(Location identification items)
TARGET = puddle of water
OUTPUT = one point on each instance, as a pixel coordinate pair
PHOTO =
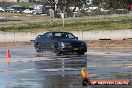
(31, 70)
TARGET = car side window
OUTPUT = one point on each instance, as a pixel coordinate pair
(71, 36)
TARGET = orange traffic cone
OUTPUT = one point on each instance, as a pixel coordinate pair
(8, 56)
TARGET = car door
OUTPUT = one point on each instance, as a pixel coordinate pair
(47, 41)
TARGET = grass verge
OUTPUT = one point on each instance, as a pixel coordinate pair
(72, 24)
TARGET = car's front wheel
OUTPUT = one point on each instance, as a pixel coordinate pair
(80, 52)
(56, 49)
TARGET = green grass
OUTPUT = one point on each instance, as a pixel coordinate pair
(26, 4)
(71, 25)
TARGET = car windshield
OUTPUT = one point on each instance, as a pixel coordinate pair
(64, 35)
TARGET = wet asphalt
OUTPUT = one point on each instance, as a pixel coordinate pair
(28, 69)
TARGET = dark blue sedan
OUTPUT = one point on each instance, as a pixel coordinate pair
(59, 43)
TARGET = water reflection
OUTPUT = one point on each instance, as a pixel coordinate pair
(51, 71)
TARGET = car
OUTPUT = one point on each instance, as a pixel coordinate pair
(2, 10)
(27, 11)
(60, 43)
(10, 9)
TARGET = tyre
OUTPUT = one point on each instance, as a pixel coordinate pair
(38, 50)
(80, 52)
(56, 49)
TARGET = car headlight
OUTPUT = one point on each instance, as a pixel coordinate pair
(65, 44)
(83, 43)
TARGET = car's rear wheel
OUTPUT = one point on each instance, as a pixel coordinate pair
(56, 49)
(38, 50)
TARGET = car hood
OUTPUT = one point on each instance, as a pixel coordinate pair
(71, 41)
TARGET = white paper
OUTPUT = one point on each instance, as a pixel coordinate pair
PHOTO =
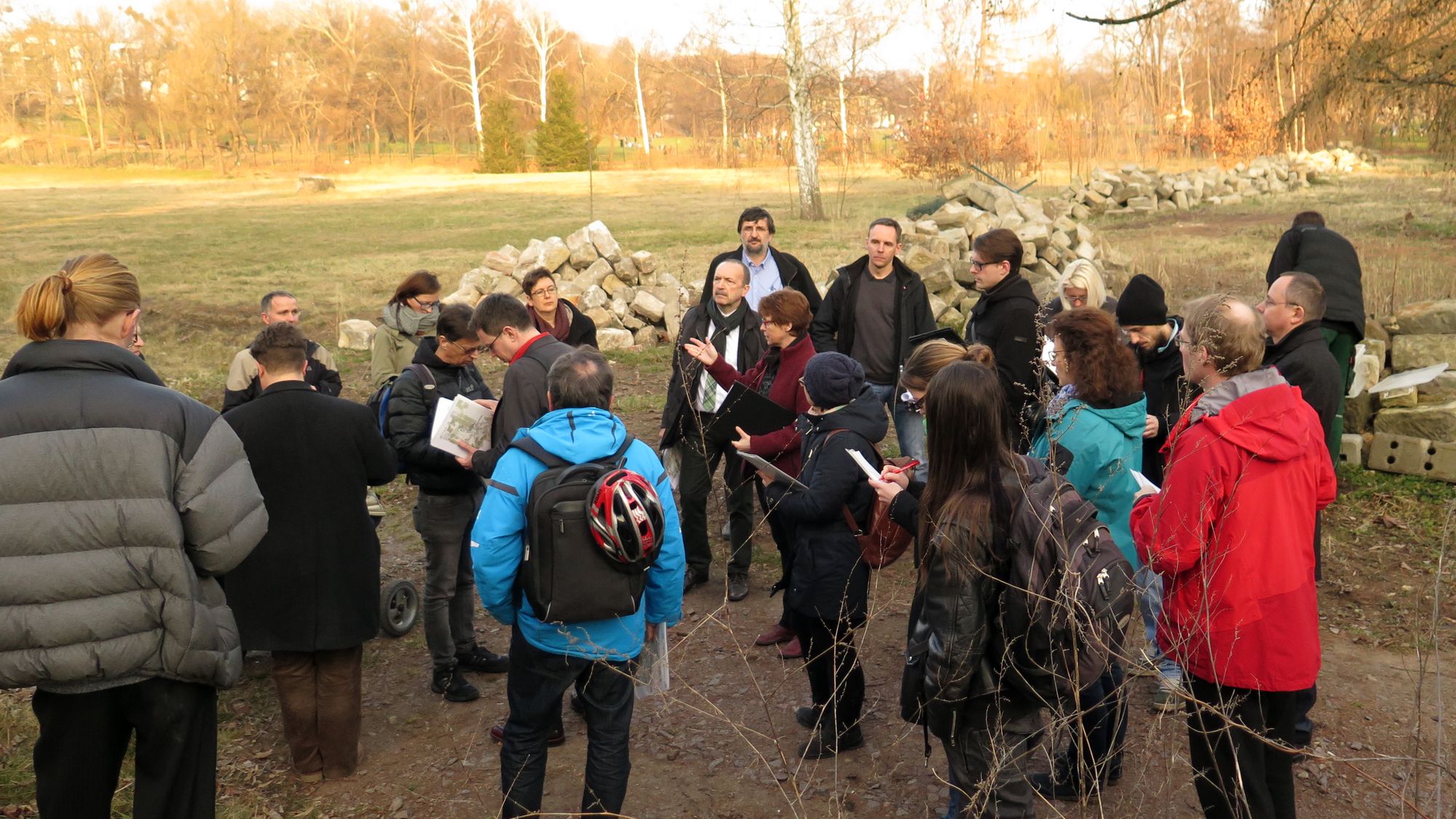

**What you will do:**
Could you rewrite the lines from the one containing "TARGET = dark blue sedan" through the last line, putting "tire" in place of "tyre" and keeping everything else the same? Leave the pictures out of your answer.

**Problem solution:**
TARGET = dark blue sedan
OUTPUT = one point on each instance, as a pixel coordinate pair
(59, 43)
TARGET = water reflection
OUTPUT = one point on each instance, as a pixel coordinate pair
(51, 71)
TARGET = car
OUTPUT = one point on each instance, as a pixel coordinate pair
(2, 10)
(27, 11)
(60, 43)
(10, 9)
TARGET = tire
OUTPUT = one point on each instance, as a pixel coordinate pair
(38, 50)
(80, 52)
(56, 49)
TARGET = car headlight
OUTPUT = one point on each instance, as a pixel coordinate pair
(65, 44)
(83, 43)
TARGET = car's rear wheel
OUTPUT = one point on each instance, as a pixel coordinate pair
(56, 49)
(38, 50)
TARGET = car hood
OUTPUT = one point on each instance, as a pixel coordinate pair
(71, 41)
TARGET = white paper
OUTPUT = one point on each instance, as a pixel coordinate pair
PHOTO =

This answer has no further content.